Zapland

Zapland
Marie-Aude Murail, Frédéric Joos (ill.)

L’école des loisirs (Mouche), 2016

De l’apprentissage de la lecture,
ou Naissance d’une écrivatrice

Par Anne-Marie Mercier

 

Tanee vit dans un monde futuriste, en 2054, avec des télé-transports, du télé-travail, des professeurs de plus de 80 ans, des voitures volantes, de la nourriture synthétique… Comme elle a huit ans, elle doit apprendre à lire mais ne sait pas bien à quoi cela peut servir : elle dicte tout ce qu’elle veut à un phonoscript, et toutes les informations nécessaires sont données vocalement ou à l’aide d’images. Elle fréquente donc, en s’ennuyant beaucoup, le cours de madame Poincom. Elle travaille sur écran avec le jeu (« débile ») de la forêt enchantée de Zapland dans lequel elle doit trouver et exterminer des A, des O…, enfin toutes les lettres de l’alphabet : enseignement « ludique » qui l’ennuie profondément car il est dénué de sens.

On comprend vite que ce qui est visé là c’est l’enseignement de la lecture par le « code » (le B. A., BA ou méthode syllabique, qui fait son grand retour depuis quelques temps via les nostalgiques de l’école à l’ancienne). Lorsque cet apprentissage n’est pas couplé avec celui du sens et ne correspond pas à un désir, même a minima celui de faire plaisir à son entourage, ou du moins à une curiosité de l’enfant, il est voué à l’échec : lire ce n’est pas décoder, mais c’est comprendre, pour reprendre les termes d’E. Charmeux. On comprend aussi pourquoi ce texte est dédié à Jean Delas, fondateur de l’Ecole des loisirs : cette maison d’édition s’est définie par la volonté de proposer de vrais textes, bien écrits, inventifs, touchants, des textes qui donnent envie de lire et qui donnent du sens à cet apprentissage difficile et laborieux pour la plupart des enfants.

********

• CONSIGNE A
Reproduisez intégralement la critique de Zapland, sans y changer un seul mot.
Le texte et les enregistrements n'ont aucun lien entre eux.

Entrées du jeu de données:

********

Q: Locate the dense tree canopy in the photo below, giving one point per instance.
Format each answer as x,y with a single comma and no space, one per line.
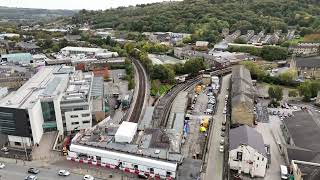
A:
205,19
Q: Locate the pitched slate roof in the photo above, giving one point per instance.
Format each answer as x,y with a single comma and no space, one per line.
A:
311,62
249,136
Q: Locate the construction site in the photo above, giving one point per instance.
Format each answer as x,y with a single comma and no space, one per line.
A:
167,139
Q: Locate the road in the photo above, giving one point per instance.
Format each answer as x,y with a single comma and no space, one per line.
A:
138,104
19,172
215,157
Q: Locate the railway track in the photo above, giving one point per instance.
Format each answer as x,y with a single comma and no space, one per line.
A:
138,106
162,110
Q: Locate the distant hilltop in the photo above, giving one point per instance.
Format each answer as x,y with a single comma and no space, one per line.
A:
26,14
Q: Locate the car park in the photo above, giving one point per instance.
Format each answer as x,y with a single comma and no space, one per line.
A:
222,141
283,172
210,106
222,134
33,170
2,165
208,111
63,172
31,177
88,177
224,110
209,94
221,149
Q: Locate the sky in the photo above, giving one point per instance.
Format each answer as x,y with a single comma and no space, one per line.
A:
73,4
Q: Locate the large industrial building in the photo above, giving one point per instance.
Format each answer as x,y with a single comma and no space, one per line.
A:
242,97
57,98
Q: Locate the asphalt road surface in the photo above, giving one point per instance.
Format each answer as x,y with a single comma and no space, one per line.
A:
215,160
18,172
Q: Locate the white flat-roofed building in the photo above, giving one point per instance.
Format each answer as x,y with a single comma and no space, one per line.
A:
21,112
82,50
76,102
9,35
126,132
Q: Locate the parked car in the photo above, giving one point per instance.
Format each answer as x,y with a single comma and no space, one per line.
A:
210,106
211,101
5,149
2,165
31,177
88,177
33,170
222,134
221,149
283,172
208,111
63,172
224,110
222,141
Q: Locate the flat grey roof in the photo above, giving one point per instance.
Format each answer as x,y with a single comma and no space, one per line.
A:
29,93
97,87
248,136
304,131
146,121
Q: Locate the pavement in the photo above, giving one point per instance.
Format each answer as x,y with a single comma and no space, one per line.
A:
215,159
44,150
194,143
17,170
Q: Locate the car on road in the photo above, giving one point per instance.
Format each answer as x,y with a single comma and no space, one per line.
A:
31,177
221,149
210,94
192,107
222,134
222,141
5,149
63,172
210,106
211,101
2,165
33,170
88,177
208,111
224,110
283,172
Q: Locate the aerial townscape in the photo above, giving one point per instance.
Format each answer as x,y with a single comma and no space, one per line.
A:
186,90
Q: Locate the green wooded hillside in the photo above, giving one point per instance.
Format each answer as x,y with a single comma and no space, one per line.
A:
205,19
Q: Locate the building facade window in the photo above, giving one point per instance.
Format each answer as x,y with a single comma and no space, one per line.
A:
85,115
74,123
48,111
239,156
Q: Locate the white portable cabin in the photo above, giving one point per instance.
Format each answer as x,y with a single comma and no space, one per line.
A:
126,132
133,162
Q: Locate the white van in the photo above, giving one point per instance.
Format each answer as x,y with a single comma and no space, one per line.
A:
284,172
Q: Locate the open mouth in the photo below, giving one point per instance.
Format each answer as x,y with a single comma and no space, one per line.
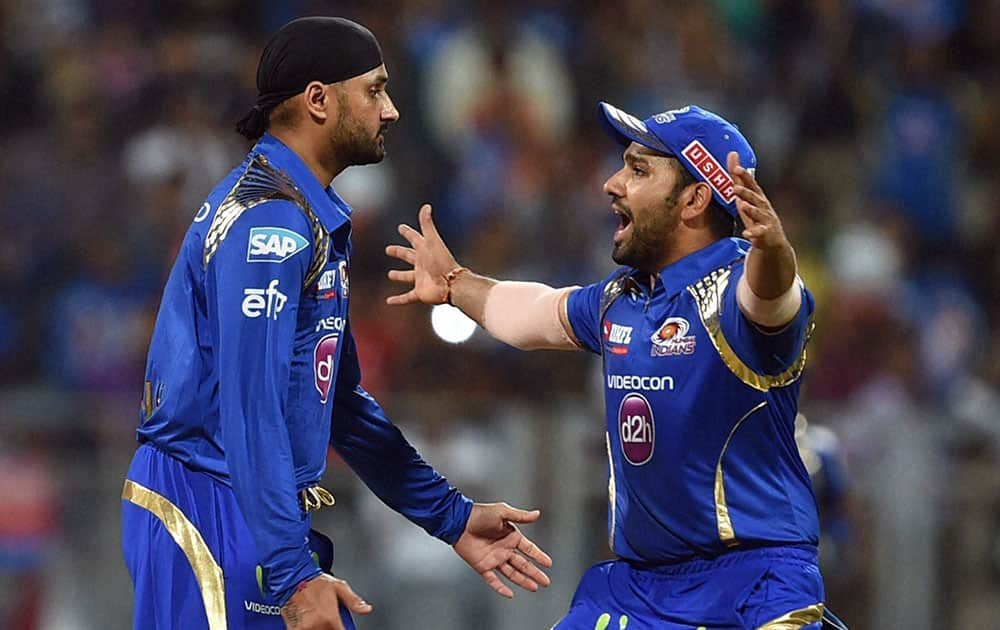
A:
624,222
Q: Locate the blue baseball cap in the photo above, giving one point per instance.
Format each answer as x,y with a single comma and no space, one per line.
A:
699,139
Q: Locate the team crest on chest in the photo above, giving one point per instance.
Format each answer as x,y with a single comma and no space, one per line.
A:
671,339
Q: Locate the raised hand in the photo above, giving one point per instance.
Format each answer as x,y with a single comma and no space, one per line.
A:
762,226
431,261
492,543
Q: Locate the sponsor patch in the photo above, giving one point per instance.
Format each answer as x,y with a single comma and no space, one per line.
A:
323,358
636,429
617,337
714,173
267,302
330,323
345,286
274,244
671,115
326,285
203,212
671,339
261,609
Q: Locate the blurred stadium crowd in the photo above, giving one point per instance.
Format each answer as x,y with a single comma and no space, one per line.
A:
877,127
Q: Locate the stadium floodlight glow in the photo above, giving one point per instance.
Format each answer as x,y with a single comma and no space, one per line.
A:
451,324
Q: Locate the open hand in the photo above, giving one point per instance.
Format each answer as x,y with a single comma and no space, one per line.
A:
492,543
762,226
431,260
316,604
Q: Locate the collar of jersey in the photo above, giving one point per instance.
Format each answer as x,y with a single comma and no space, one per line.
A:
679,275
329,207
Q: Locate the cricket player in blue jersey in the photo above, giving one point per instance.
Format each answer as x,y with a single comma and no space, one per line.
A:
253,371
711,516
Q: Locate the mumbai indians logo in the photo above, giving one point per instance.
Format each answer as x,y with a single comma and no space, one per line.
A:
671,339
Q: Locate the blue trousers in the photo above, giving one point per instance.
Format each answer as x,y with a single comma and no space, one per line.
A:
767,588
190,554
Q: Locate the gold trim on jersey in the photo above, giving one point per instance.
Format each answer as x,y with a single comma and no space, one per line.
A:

********

• CONSIGNE B
Dupliquez à l'identique les lignes des enregistrements, depuis la ligne qui contient « Q: Locate the blue trousers » jusqu'à la fin des enregistrements, ces deux limites comprises.

• RÉPONSE RÉDIGÉE A
Zapland

Zapland
Marie-Aude Murail, Frédéric Joos (ill.)

L’école des loisirs (Mouche), 2016

De l’apprentissage de la lecture,
ou Naissance d’une écrivatrice

Par Anne-Marie Mercier

 

Tanee vit dans un monde futuriste, en 2054, avec des télé-transports, du télé-travail, des professeurs de plus de 80 ans, des voitures volantes, de la nourriture synthétique… Comme elle a huit ans, elle doit apprendre à lire mais ne sait pas bien à quoi cela peut servir : elle dicte tout ce qu’elle veut à un phonoscript, et toutes les informations nécessaires sont données vocalement ou à l’aide d’images. Elle fréquente donc, en s’ennuyant beaucoup, le cours de madame Poincom. Elle travaille sur écran avec le jeu (« débile ») de la forêt enchantée de Zapland dans lequel elle doit trouver et exterminer des A, des O…, enfin toutes les lettres de l’alphabet : enseignement « ludique » qui l’ennuie profondément car il est dénué de sens.

On comprend vite que ce qui est visé là c’est l’enseignement de la lecture par le « code » (le B. A., BA ou méthode syllabique, qui fait son grand retour depuis quelques temps via les nostalgiques de l’école à l’ancienne). Lorsque cet apprentissage n’est pas couplé avec celui du sens et ne correspond pas à un désir, même a minima celui de faire plaisir à son entourage, ou du moins à une curiosité de l’enfant, il est voué à l’échec : lire ce n’est pas décoder, mais c’est comprendre, pour reprendre les termes d’E. Charmeux. On comprend aussi pourquoi ce texte est dédié à Jean Delas, fondateur de l’Ecole des loisirs : cette maison d’édition s’est définie par la volonté de proposer de vrais textes, bien écrits, inventifs, touchants, des textes qui donnent envie de lire et qui donnent du sens à cet apprentissage difficile et laborieux pour la plupart des enfants.

• RÉPONSE RÉDIGÉE B
Q: Locate the blue trousers in the photo above, giving one point per instance.
Format each answer as x,y with a single comma and no space, one per line.
A:
767,588
190,554
Q: Locate the gold trim on jersey in the photo above, giving one point per instance.
Format each answer as x,y with a single comma and no space, one per line.
A:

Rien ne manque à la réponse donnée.